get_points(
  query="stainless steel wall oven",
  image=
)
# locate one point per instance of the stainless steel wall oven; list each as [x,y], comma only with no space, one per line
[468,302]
****
- [Task instructions]: Copy every line of the records above, keeping each character and line break the same.

- [Output for this exercise]:
get_points(
  query="stainless steel wall oven",
  image=
)
# locate one point per instance of the stainless steel wall oven; list each as [x,y], comma only with no space, one per line
[468,302]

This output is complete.